### [EXERCISE GOAL]
Update the listing below by changing every "dirt ground" to "bare soil" and leaving everything else as it is. Omit the pictures from your copy.

— Begin THE DATA —

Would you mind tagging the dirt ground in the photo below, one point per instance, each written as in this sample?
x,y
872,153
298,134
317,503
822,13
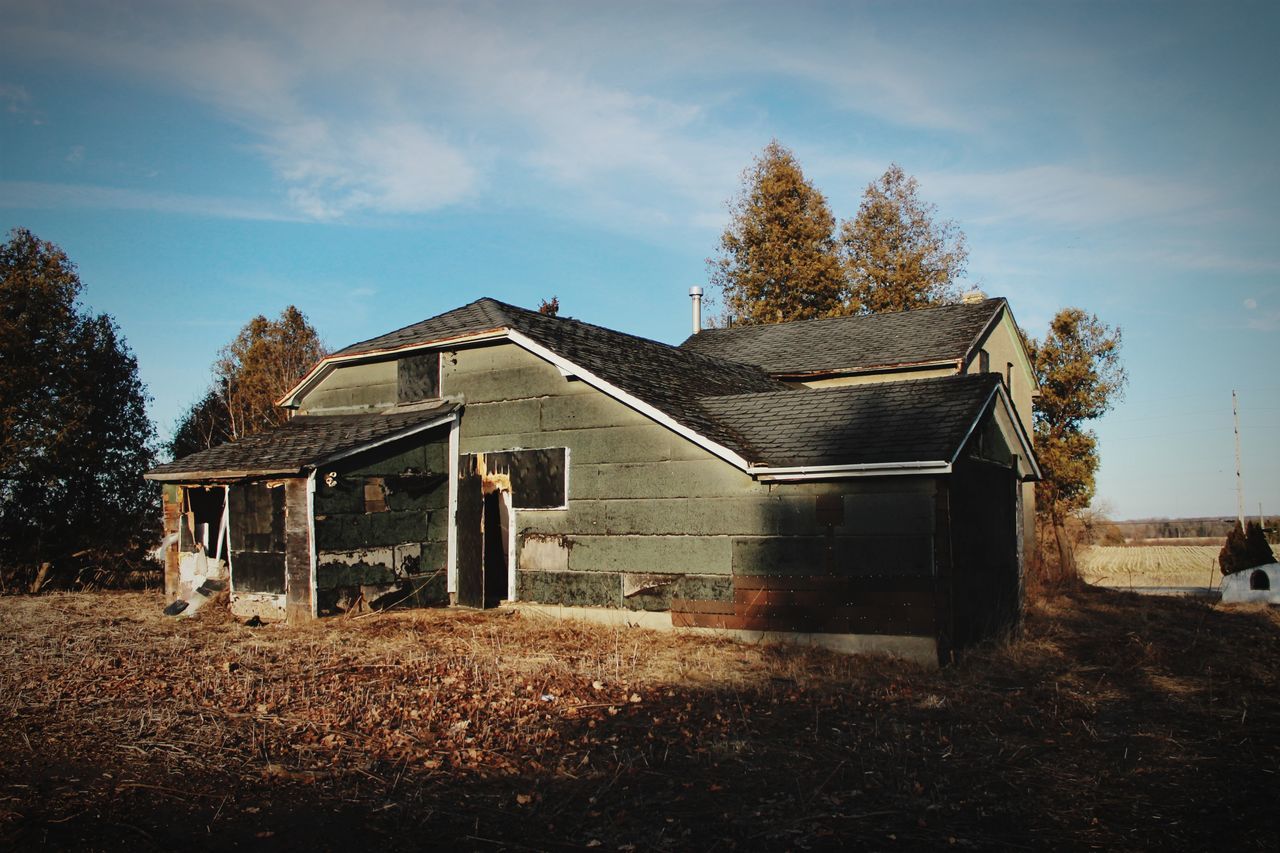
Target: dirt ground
x,y
1115,721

— End THE DATA —

### [EXERCISE SOLUTION]
Would you mind tagging the bare soil in the photo below, one point per instance, each written as in this sample?
x,y
872,153
298,134
317,503
822,13
Target: bare soil
x,y
1115,721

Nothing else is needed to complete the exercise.